> What is required:
Convert the part that opens with the line containing "bbox: tattooed forearm" and closes with the line containing "Format: (x1, y1), (x2, y2) e.g. (468, 469), (520, 814)" into a JSON list of strings, one string per line, skipping blank lines. Leave the pictures out of the answer.

> Records for the task:
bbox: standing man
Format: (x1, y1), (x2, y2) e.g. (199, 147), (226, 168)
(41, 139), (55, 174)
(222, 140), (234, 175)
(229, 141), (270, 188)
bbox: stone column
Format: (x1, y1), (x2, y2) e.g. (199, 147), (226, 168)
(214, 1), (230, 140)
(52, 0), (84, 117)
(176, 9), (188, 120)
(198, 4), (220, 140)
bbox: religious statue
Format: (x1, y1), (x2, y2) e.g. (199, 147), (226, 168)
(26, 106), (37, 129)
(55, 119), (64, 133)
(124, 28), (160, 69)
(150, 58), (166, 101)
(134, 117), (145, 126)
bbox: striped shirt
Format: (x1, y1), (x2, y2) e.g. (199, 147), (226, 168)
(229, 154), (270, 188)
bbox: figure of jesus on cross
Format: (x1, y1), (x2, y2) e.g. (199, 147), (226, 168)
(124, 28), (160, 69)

* * *

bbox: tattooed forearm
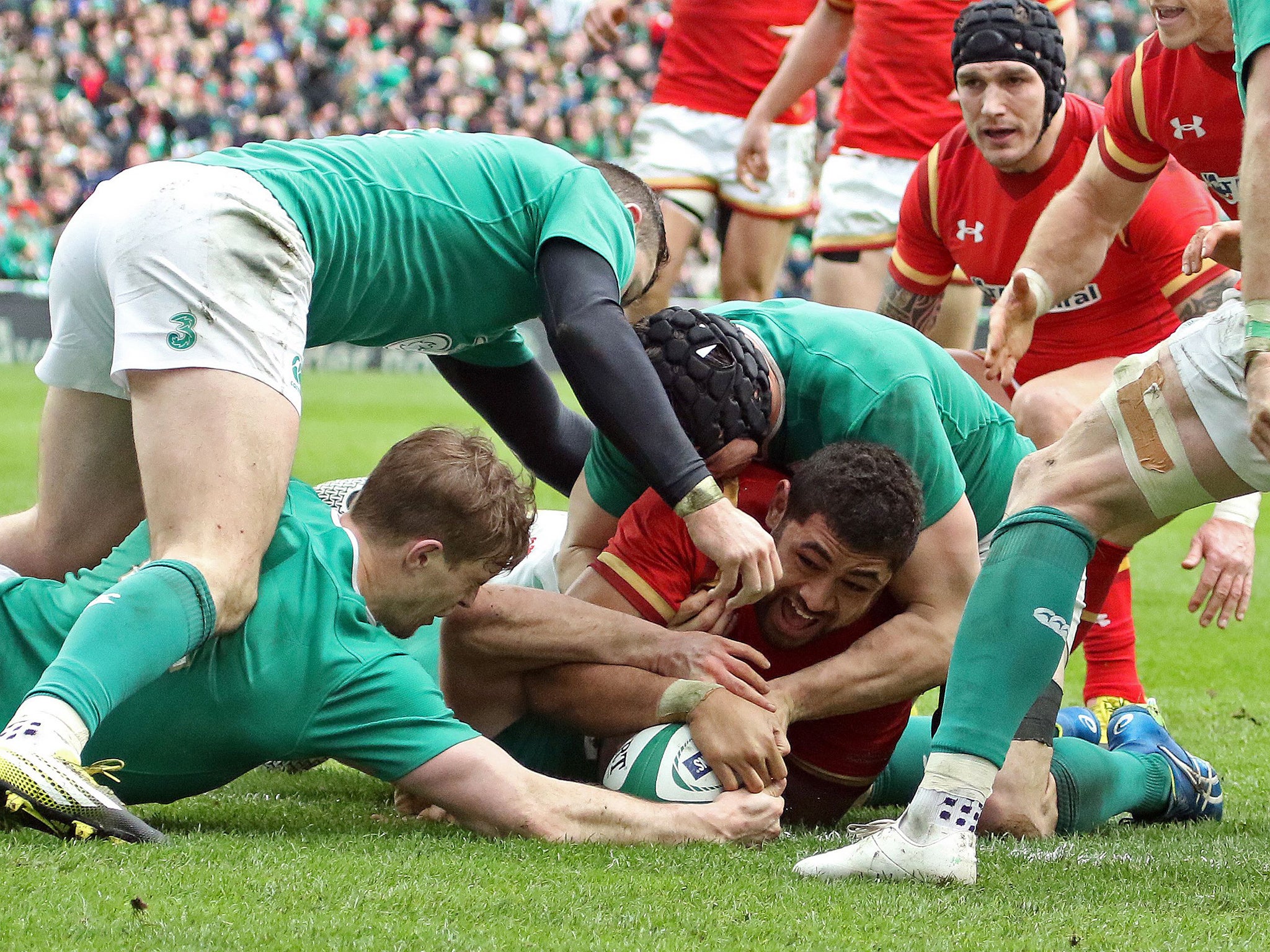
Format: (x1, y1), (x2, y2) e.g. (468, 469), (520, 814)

...

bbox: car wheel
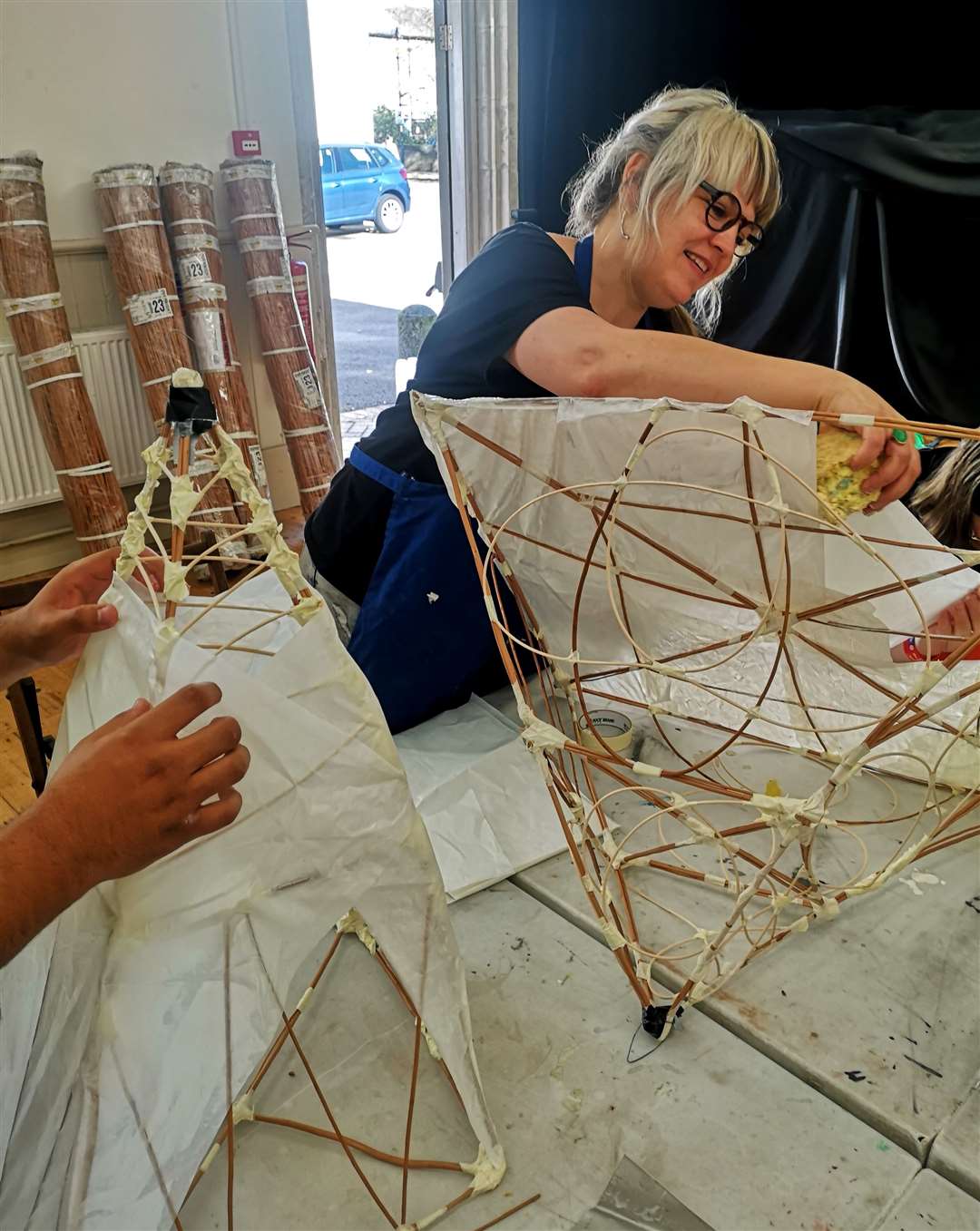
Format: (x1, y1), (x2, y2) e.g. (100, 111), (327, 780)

> Response:
[
  "bbox: tattooed forearm",
  "Format: (x1, y1), (x2, y2) e.g. (468, 469), (520, 814)"
]